CHALLENGE ▸ Restate every line of the data below, not only the answers, and shift each bounding-box coordinate in the answers up by 35. Leave the pictures out.

----

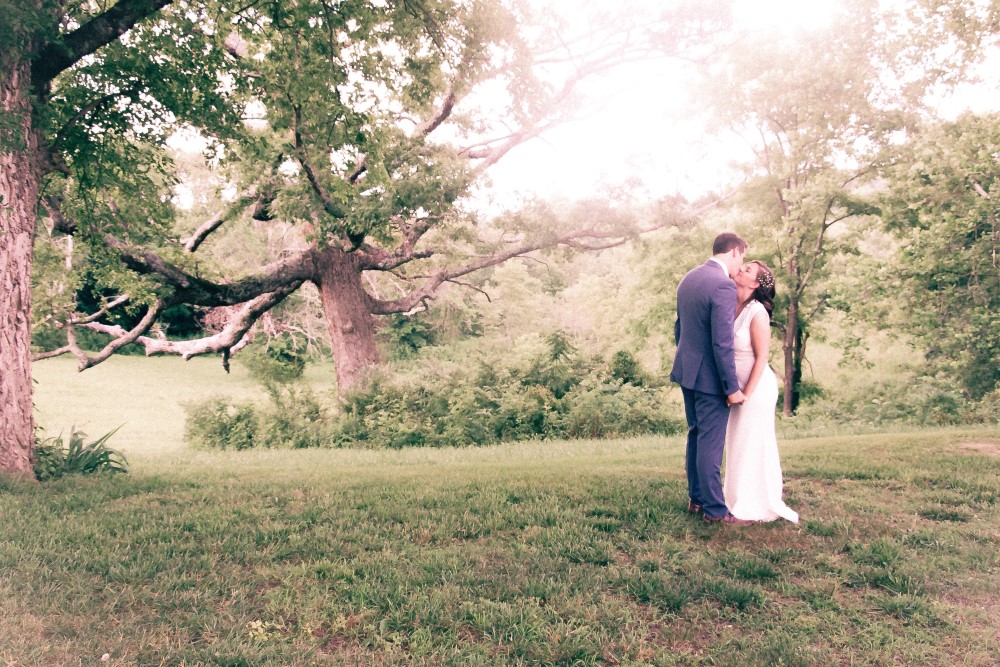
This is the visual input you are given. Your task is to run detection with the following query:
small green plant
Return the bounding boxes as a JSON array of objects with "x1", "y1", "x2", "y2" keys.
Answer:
[{"x1": 32, "y1": 426, "x2": 129, "y2": 482}]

----

RESULT OF THE EXERCISE ▸
This is the visual input you are given. Your task is to run detection with the following query:
small green plant
Return the bounding boxes as a JSON array of objects with "x1", "y1", "x2", "y2" keys.
Answer:
[{"x1": 67, "y1": 461, "x2": 164, "y2": 517}]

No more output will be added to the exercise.